**WRITTEN EXERCISE**.
Every line of the records below should be restated exactly.

**PROVIDED DATA**.
▬▬▬▬▬▬▬▬▬▬

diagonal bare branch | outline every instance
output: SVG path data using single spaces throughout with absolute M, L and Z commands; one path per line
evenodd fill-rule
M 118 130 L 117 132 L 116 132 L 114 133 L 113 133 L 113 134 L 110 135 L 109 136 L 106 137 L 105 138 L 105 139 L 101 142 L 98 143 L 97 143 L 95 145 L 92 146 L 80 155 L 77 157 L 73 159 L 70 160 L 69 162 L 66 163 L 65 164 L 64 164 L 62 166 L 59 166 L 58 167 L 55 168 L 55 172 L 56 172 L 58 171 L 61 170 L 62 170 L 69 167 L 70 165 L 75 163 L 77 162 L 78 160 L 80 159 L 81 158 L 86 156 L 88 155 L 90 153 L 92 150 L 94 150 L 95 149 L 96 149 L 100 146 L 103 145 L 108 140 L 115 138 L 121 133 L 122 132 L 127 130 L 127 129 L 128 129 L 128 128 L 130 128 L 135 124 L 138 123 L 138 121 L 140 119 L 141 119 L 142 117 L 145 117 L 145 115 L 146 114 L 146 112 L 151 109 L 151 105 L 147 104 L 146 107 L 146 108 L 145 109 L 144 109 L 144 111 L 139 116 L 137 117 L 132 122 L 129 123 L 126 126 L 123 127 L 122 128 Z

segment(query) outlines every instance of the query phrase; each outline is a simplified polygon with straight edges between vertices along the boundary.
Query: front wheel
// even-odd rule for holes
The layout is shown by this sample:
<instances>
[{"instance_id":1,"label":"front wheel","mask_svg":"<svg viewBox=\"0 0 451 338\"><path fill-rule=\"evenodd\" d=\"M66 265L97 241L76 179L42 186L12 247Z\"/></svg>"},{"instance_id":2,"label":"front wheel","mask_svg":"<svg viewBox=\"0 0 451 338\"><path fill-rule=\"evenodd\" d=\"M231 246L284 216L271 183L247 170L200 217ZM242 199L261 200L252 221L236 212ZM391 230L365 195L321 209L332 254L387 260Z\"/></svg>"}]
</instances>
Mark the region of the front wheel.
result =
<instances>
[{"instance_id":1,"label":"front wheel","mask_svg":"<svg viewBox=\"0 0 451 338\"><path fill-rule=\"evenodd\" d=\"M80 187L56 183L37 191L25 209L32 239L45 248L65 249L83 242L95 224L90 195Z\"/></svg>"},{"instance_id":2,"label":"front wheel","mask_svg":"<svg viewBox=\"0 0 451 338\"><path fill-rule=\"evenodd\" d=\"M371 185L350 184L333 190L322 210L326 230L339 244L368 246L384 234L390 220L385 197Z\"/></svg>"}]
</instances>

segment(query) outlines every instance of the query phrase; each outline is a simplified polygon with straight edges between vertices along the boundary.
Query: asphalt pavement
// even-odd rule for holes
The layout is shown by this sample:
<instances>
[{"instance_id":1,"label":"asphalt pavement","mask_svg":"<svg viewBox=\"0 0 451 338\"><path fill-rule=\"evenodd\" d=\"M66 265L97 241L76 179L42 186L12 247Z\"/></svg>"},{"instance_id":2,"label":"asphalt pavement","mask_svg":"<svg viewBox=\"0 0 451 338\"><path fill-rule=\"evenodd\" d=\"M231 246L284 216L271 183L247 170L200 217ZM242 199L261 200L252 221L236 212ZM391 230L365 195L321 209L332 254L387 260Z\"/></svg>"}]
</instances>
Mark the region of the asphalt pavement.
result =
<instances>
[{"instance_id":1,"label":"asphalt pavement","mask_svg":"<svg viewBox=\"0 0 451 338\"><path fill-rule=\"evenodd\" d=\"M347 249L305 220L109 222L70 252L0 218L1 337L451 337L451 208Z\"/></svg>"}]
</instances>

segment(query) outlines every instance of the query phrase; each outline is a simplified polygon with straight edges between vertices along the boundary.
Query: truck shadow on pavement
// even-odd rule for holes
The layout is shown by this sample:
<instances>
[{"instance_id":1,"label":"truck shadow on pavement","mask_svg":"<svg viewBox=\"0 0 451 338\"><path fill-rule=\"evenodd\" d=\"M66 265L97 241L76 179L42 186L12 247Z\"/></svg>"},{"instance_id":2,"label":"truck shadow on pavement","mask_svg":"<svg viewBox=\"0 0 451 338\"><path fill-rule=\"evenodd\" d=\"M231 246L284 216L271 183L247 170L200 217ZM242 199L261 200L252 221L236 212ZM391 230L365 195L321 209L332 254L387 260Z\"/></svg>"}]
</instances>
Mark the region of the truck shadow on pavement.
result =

▬▬▬▬▬▬▬▬▬▬

**THE ANSWER**.
diagonal bare branch | outline every instance
output: SVG path data using single spaces throughout with absolute M, L and Z commands; one path per line
evenodd fill-rule
M 118 130 L 117 132 L 116 132 L 114 133 L 113 133 L 113 134 L 110 135 L 109 136 L 106 137 L 105 138 L 105 139 L 101 142 L 98 143 L 97 143 L 95 145 L 92 146 L 80 155 L 77 157 L 73 159 L 70 160 L 69 162 L 66 163 L 65 164 L 64 164 L 62 166 L 59 166 L 58 167 L 55 168 L 55 172 L 56 172 L 58 171 L 61 170 L 62 170 L 69 167 L 70 165 L 75 163 L 77 162 L 78 160 L 80 159 L 81 158 L 86 156 L 88 155 L 90 153 L 92 150 L 94 150 L 95 149 L 96 149 L 100 146 L 103 145 L 108 140 L 115 138 L 121 133 L 122 132 L 127 130 L 127 129 L 128 129 L 128 128 L 130 128 L 135 124 L 138 123 L 138 121 L 140 119 L 141 119 L 142 117 L 145 117 L 145 115 L 146 114 L 146 112 L 151 109 L 151 105 L 147 104 L 146 107 L 146 108 L 145 109 L 144 109 L 144 111 L 139 116 L 137 117 L 132 122 L 129 123 L 126 126 L 123 127 L 122 128 Z

segment(query) outlines every instance of the query phrase; each outline is a simplified polygon with straight edges between vertices along the boundary.
Query: front wheel
// even-odd rule for holes
The layout is shown by this sample:
<instances>
[{"instance_id":1,"label":"front wheel","mask_svg":"<svg viewBox=\"0 0 451 338\"><path fill-rule=\"evenodd\" d=\"M66 265L97 241L76 179L42 186L12 247Z\"/></svg>"},{"instance_id":2,"label":"front wheel","mask_svg":"<svg viewBox=\"0 0 451 338\"><path fill-rule=\"evenodd\" d=\"M231 246L284 216L271 183L247 170L200 217ZM242 199L261 200L252 221L236 212ZM391 230L365 195L321 209L332 254L387 260Z\"/></svg>"}]
</instances>
Mark the region of the front wheel.
result =
<instances>
[{"instance_id":1,"label":"front wheel","mask_svg":"<svg viewBox=\"0 0 451 338\"><path fill-rule=\"evenodd\" d=\"M80 187L56 183L37 191L25 209L32 239L45 248L65 249L83 242L95 224L90 195Z\"/></svg>"},{"instance_id":2,"label":"front wheel","mask_svg":"<svg viewBox=\"0 0 451 338\"><path fill-rule=\"evenodd\" d=\"M371 185L350 184L333 190L322 210L326 230L339 244L368 246L384 234L390 220L385 197Z\"/></svg>"}]
</instances>

segment(query) outlines every instance of the query phrase; each outline is a simplified polygon with straight edges between vertices along the boundary.
Query: asphalt pavement
// even-odd rule for holes
The layout is shown by this sample:
<instances>
[{"instance_id":1,"label":"asphalt pavement","mask_svg":"<svg viewBox=\"0 0 451 338\"><path fill-rule=\"evenodd\" d=\"M66 265L97 241L76 179L42 186L12 247Z\"/></svg>"},{"instance_id":2,"label":"asphalt pavement","mask_svg":"<svg viewBox=\"0 0 451 338\"><path fill-rule=\"evenodd\" d=\"M231 246L284 216L271 183L247 170L200 217ZM242 199L261 200L252 221L236 212ZM391 230L365 195L321 209L332 254L387 260Z\"/></svg>"}]
</instances>
Mark the region of the asphalt pavement.
result =
<instances>
[{"instance_id":1,"label":"asphalt pavement","mask_svg":"<svg viewBox=\"0 0 451 338\"><path fill-rule=\"evenodd\" d=\"M347 249L305 220L109 222L70 252L0 218L1 337L451 337L451 208Z\"/></svg>"}]
</instances>

segment(query) outlines every instance of the query phrase; each outline is a simplified polygon with straight edges between vertices along the boundary.
Query: truck shadow on pavement
// even-odd rule for holes
The layout is shown by this sample:
<instances>
[{"instance_id":1,"label":"truck shadow on pavement","mask_svg":"<svg viewBox=\"0 0 451 338\"><path fill-rule=\"evenodd\" d=\"M66 265L97 241L76 179L42 186L12 247Z\"/></svg>"},{"instance_id":2,"label":"truck shadow on pavement","mask_svg":"<svg viewBox=\"0 0 451 338\"><path fill-rule=\"evenodd\" d=\"M231 246L284 216L271 183L247 170L200 217ZM242 199L261 200L252 221L236 212ZM391 230L365 195L321 209L332 254L387 260Z\"/></svg>"}]
</instances>
Mark the region of the truck shadow on pavement.
result =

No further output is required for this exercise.